EXERCISE REQUIREMENTS. Return the following lines and nothing else: the one holding "of the pine" and all those after it in the records below, unchanged, minus any pictures.

Stored items from a collection:
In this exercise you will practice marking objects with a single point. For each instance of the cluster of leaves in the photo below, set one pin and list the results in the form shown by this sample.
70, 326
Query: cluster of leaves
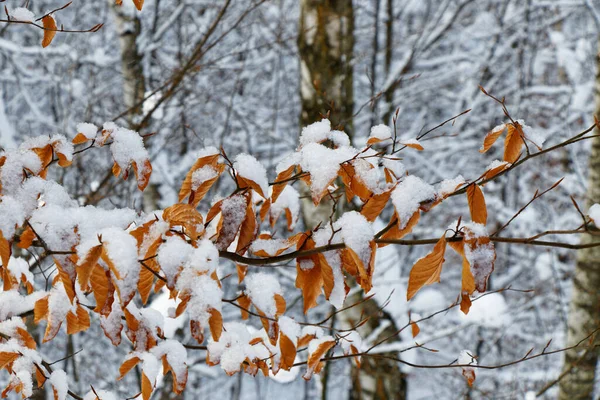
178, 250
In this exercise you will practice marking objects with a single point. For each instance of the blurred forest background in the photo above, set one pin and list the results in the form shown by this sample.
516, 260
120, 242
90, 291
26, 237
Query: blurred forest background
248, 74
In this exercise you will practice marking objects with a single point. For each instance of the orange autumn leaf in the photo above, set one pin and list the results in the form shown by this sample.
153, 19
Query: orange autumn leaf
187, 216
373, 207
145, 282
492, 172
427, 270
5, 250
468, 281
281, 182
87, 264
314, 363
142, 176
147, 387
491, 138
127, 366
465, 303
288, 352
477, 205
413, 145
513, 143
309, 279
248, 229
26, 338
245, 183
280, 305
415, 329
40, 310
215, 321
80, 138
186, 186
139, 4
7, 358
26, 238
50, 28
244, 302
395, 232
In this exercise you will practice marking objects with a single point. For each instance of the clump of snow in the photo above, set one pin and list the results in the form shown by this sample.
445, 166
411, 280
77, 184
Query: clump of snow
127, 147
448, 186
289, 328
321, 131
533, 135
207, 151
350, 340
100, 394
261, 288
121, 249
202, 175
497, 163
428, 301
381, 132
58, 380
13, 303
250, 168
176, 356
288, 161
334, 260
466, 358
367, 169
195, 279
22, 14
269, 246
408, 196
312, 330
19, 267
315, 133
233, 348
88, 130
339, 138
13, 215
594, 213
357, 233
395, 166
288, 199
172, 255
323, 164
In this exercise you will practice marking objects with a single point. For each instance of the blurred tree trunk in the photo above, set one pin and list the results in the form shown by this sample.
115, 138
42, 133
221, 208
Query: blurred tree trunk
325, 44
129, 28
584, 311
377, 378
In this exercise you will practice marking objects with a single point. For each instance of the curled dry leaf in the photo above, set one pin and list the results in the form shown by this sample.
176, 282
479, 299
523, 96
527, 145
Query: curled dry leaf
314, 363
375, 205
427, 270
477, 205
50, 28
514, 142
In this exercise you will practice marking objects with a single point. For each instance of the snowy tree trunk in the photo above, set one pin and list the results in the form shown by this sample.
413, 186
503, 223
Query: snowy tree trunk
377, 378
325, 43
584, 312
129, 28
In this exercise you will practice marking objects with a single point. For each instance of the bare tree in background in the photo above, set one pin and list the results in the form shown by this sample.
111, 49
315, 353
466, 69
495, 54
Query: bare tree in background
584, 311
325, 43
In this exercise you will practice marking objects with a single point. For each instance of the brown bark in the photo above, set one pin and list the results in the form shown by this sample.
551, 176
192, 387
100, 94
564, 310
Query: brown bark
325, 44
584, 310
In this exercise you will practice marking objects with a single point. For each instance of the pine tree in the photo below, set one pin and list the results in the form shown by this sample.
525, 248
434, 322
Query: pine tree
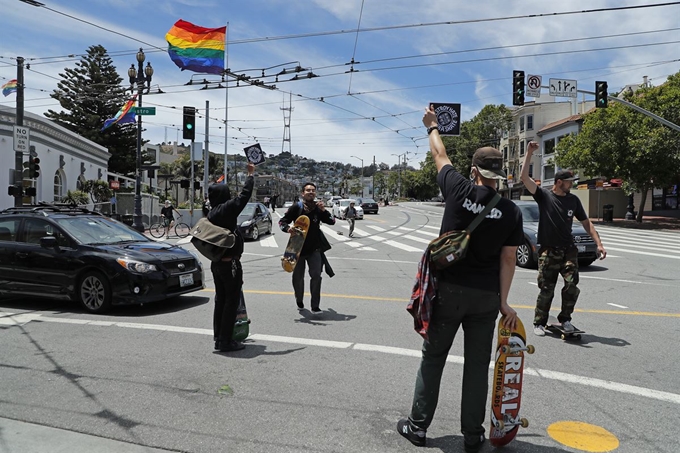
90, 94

ANSWER SPACE.
In this exercise you will practice marking objects with a single point. For each instance of the pine tree in the photo below, set one pin and list the results in the form shown by this sample.
525, 248
434, 322
Query: pine tree
90, 94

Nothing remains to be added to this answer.